## Start Raw data

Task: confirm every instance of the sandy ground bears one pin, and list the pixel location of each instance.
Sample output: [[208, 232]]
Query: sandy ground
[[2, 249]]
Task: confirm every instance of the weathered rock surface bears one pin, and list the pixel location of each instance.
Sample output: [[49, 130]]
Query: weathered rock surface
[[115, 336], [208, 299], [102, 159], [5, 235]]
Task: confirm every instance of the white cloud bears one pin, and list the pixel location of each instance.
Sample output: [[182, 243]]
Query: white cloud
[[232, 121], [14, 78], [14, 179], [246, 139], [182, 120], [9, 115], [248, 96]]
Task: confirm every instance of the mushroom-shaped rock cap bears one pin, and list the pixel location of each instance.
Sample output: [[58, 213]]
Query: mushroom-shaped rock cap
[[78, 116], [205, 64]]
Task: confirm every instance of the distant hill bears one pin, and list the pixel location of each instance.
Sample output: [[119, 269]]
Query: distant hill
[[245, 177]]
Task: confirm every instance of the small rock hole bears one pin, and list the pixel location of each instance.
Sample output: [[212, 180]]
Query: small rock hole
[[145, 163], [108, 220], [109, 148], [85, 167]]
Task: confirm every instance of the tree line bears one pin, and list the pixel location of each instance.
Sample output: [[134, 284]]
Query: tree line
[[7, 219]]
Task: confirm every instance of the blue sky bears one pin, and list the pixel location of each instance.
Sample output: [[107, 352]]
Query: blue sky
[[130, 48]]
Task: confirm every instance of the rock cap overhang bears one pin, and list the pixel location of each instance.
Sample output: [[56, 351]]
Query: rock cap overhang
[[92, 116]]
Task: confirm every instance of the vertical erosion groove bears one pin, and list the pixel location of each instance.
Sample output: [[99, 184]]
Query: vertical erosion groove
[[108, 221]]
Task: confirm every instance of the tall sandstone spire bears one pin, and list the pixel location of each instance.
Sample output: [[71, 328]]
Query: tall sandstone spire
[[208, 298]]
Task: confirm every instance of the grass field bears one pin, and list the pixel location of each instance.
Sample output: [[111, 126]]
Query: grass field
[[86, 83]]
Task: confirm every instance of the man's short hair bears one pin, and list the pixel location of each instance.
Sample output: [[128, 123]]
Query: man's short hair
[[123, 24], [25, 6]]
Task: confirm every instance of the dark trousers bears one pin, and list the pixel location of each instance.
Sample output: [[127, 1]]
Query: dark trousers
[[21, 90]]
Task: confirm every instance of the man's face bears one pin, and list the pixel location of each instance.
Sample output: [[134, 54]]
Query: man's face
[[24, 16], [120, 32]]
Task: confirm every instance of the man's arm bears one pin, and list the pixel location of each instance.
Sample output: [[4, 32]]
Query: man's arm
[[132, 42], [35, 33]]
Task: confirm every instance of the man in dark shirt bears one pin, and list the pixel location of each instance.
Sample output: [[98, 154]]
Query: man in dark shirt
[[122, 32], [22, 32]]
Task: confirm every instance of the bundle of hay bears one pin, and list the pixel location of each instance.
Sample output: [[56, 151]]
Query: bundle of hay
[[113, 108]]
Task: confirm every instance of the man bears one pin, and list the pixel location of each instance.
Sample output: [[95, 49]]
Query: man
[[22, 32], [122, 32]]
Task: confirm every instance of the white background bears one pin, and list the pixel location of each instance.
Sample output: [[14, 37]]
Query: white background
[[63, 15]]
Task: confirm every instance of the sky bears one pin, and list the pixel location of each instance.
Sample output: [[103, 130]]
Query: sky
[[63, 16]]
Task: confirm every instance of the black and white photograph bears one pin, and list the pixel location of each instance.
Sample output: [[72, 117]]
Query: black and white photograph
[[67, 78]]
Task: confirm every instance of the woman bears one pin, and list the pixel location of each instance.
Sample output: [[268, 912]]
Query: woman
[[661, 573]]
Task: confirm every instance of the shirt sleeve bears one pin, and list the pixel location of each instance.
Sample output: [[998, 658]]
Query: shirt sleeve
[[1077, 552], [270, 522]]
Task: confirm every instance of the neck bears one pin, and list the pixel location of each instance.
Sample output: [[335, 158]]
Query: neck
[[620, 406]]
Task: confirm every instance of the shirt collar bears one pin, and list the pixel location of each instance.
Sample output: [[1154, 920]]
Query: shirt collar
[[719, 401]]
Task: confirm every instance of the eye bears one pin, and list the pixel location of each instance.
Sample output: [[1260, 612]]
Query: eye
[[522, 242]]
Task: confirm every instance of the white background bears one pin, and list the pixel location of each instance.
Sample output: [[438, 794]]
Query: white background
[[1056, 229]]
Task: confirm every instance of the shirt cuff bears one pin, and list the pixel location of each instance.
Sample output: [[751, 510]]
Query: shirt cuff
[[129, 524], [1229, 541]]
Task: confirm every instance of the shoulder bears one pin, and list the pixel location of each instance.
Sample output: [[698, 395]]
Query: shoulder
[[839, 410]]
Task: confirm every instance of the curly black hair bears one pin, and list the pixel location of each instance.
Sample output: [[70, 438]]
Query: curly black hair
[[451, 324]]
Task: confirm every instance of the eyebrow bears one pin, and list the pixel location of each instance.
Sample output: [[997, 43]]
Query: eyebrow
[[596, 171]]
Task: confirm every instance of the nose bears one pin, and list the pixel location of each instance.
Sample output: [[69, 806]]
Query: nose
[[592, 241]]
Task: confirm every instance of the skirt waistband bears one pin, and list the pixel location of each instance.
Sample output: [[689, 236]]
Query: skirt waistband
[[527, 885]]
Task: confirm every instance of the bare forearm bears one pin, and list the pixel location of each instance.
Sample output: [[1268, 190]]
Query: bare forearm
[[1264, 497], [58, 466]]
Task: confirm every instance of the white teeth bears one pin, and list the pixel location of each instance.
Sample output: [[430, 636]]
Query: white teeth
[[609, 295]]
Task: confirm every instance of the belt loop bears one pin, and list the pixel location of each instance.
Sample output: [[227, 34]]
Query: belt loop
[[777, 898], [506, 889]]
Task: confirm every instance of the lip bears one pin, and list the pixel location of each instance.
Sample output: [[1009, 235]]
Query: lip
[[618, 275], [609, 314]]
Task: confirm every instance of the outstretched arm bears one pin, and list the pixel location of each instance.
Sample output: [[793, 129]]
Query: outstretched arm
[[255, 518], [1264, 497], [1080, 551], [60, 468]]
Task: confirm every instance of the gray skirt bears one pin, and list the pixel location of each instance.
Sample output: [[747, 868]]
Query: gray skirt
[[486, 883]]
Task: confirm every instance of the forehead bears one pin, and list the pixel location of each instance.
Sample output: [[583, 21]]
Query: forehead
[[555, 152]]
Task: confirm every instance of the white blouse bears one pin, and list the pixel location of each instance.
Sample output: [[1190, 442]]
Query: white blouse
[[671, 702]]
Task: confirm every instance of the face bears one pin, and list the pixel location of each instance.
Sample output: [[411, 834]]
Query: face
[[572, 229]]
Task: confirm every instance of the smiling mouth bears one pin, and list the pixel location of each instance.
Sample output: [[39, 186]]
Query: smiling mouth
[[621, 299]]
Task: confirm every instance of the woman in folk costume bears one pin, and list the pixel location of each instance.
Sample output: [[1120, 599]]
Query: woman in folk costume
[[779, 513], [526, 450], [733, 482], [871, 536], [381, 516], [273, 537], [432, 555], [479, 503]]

## End Raw data

→ What the task requires
Copy the records above word for word, from the line with "Task: confirm every instance of the tall" up to and including the line with "[[24, 16], [120, 32]]".

→ Solution to the exercise
Task: confirm every instance of the tall sandstone spire bears one pin, and list the pixel location of each instance.
Sample output: [[71, 328]]
Query: tall sandstone spire
[[208, 298]]
Task: confirm every instance of the grass field bears one pin, and list the pixel location of each instance.
Sample output: [[111, 126]]
Query: grass field
[[86, 83]]
Task: confirm every instance of the man's short hair bears one pin, and list the pixel location of each instance.
Sample output: [[128, 123]]
Query: man's short hair
[[123, 24], [25, 6]]
Task: confirm every instance of the dark trousers bears one pin, and list the pixel location of each instance.
Sample output: [[127, 1]]
Query: dark trousers
[[21, 90]]
Task: confirm every instance of the man's face bears one pin, and list the pixel location of each instance.
Sample output: [[134, 54]]
Query: man's face
[[24, 16], [120, 32]]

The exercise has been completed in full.